Gather every line of the items below that contains the word "boat", and list each one as it appears.
── Entries provided
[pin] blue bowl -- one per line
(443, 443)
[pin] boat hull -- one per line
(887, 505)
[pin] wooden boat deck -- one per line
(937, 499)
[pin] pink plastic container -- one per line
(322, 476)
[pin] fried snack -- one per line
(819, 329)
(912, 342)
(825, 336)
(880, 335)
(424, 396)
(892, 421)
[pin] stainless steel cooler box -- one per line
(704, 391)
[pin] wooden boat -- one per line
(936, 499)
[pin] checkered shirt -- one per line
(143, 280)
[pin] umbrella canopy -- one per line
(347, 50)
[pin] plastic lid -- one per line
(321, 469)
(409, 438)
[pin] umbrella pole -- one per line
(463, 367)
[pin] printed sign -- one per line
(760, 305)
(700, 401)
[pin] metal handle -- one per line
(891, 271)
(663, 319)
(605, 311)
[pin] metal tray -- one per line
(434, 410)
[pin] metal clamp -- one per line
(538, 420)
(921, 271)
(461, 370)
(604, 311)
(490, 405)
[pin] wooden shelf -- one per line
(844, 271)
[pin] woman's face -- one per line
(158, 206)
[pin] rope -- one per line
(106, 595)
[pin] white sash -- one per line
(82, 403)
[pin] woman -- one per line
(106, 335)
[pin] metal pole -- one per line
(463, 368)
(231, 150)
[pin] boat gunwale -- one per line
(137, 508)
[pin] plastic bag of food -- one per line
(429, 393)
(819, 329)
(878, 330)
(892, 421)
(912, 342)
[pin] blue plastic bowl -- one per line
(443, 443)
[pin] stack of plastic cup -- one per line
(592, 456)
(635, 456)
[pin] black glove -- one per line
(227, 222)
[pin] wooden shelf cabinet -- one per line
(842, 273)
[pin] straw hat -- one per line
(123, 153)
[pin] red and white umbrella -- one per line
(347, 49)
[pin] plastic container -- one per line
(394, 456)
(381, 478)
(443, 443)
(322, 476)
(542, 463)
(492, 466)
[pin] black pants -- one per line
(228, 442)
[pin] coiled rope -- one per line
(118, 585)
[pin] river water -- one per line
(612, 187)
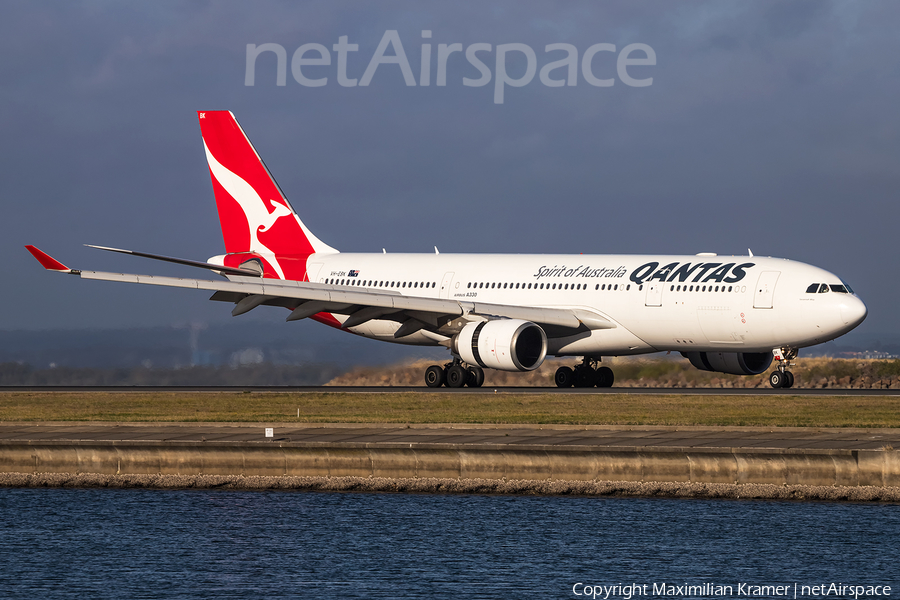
────
• **Response below**:
[pin] boat hull -- one per line
[pin] wooden boat deck -- one per line
[pin] wooden boat -- one per line
[pin] boat gunwale -- one per line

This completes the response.